— Set problem —
Please scale the lines below by writing them all out again with the wording unchanged and every x and y point coordinate multiplied by 2.55, then rounded to a whole number with halves going up. Leave the pictures out.

---+---

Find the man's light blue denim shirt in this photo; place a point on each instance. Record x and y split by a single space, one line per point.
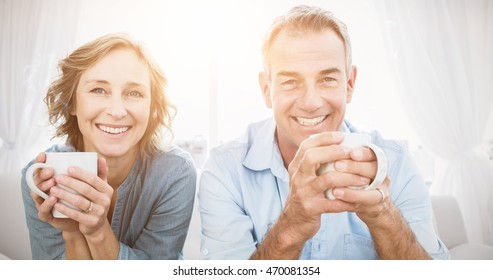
244 185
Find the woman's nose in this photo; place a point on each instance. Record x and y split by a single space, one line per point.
116 108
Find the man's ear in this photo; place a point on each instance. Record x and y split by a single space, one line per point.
351 82
263 80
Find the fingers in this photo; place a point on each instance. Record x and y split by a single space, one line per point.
364 197
102 168
44 206
334 179
366 169
325 139
363 154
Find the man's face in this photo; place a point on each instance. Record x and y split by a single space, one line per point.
307 85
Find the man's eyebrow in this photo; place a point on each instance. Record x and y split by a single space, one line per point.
288 73
330 71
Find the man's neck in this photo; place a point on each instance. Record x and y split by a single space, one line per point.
287 150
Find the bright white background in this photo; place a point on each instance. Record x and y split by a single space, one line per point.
210 52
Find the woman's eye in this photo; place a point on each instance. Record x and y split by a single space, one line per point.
98 90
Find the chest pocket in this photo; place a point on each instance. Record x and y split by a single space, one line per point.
357 247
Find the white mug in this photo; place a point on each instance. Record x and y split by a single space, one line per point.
60 162
356 140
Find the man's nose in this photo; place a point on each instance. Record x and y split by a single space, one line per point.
311 99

---+---

— Final result —
Find the man's light blue denim shirt in this photo; place a point on each instance. Record x and y split by a single space, one line per point.
622 472
Find the woman's nose in this photo; place a point on each instance. Record x and y split by a single space, one line per point.
296 275
Find the man's ear in this photo; place a point on each instance. Record x and y split by a single space, one line per point.
895 209
671 204
Find the fingers in this photo; place a point on each instance. Record x and y split by a single space, one line per point.
928 502
260 428
112 525
852 456
933 431
829 354
926 393
Find the man's face in this photo; place a point on each instance. Record x and y split by a single space, one line per point.
783 217
Find the man's eyebrow in this photo; place a point on each instance. Record x and y split by a single space, one line per point.
734 186
842 181
Find the man's neck in this photo; place a point on each instance. Record x and y split by a single space, one line per point.
732 383
Find the bright white background in this photo; place a point on each instance. Record x and y split by a single space, one line per point.
536 133
Find the woman's eye in this photo; place a point on each instance. Record x and y split by a single space, one line per point.
250 230
Find the chest pocket in this photo; place a point on each instance. Record x and y split by a single space, one line per point.
910 630
Find the white mug in this photo; place a point on each instance. Record x and y split by a single space, one line per point.
153 413
908 357
Find the man's nose in this photo; place a point on each instance. Record x and y split by a single space, one line per point.
793 252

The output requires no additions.